What you are asked to do: Copy the records below exactly as they are written.

━━━━━ Task input

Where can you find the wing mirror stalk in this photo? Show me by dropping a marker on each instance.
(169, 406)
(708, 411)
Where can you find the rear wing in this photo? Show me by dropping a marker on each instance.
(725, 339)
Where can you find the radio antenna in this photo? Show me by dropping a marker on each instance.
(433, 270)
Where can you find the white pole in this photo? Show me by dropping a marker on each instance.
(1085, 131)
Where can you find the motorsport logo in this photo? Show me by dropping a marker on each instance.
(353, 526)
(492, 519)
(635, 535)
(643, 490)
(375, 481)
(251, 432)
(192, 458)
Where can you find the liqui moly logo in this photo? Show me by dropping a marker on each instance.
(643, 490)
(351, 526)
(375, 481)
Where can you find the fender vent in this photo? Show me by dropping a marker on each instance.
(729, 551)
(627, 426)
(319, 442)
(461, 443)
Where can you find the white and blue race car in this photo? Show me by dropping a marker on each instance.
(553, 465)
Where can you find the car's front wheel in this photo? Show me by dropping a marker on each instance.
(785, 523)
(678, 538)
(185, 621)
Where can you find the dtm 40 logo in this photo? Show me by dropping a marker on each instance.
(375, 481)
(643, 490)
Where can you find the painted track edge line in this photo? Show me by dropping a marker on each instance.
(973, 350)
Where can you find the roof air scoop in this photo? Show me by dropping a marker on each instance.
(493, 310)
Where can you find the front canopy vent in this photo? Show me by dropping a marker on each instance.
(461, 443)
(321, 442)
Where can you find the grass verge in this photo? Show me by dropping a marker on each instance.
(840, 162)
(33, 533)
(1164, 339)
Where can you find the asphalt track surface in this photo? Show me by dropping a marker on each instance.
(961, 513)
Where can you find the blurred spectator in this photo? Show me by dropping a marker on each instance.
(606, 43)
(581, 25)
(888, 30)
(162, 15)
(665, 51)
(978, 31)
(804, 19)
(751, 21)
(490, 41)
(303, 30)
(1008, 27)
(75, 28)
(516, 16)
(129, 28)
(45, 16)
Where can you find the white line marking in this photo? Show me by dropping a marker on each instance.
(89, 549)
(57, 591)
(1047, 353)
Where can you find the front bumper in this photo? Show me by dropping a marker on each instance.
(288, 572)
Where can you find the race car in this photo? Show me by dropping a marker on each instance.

━━━━━━━━━━

Answer below:
Where can you find the wing mirror stalk in this photo? Show me by dropping a marker on each instance.
(169, 406)
(708, 411)
Where can you find the rear wing in this photo? Show me by dropping a marker on each instance.
(725, 339)
Where can you find the radio antenna in this photo? Show me by dropping a marker on each instance.
(433, 270)
Where can you find the white pole in this photo? Show me by dropping a marker on each instance.
(1085, 131)
Where can you find the motorsport logo in this photo? Show me by dropping a marker on each instance.
(353, 526)
(492, 519)
(635, 535)
(643, 490)
(375, 481)
(251, 432)
(192, 458)
Where can you find the liqui moly logo in this photo? Show me by dropping a marker on each instance.
(643, 490)
(351, 526)
(375, 481)
Where can you find the fender vent in this photo? Show me by dropping a marker on each instance.
(729, 551)
(627, 426)
(319, 442)
(461, 443)
Where can you find the white and blue race car in this photo? Show me by dropping a marker on each instance.
(553, 465)
Where can you find the car's front wheel in this photo? Show me by dropping a marker on each instance.
(785, 523)
(678, 538)
(185, 621)
Where can you find the dtm 40 logo in this photo? Show me by dropping a marker on each instance.
(375, 481)
(643, 490)
Where can you find the painted track edge line in this photo? Show me by dropping a marker on each instance.
(973, 350)
Where can you find the roof air scoop in this photo? Show me by dropping a marker on each instance.
(493, 310)
Where can you find the front canopy vent in this photo? Show me by dropping a marker on each instance.
(461, 443)
(321, 442)
Where can you find the grass verge in this photo? Show me by dropping a marker on each instance.
(840, 162)
(33, 533)
(1164, 339)
Where can you find the asphalt track surface in this photo? Show me by dropping a marker on each instance.
(961, 513)
Where can you find the blurred spectator in this photo? Show me by dropping a marker on each instance.
(606, 43)
(581, 25)
(888, 30)
(162, 15)
(665, 51)
(978, 31)
(804, 19)
(751, 21)
(490, 41)
(303, 30)
(1008, 27)
(75, 28)
(516, 16)
(129, 28)
(45, 16)
Where can you find the white line marking in this photo? Show me by dropping a marker on each instance.
(89, 549)
(57, 591)
(1047, 353)
Where can you find the front bumper in this photo? Show me by dropping a marker on each instance.
(288, 572)
Where can you find the race car in this photo? Show me by dropping a marker on each instance.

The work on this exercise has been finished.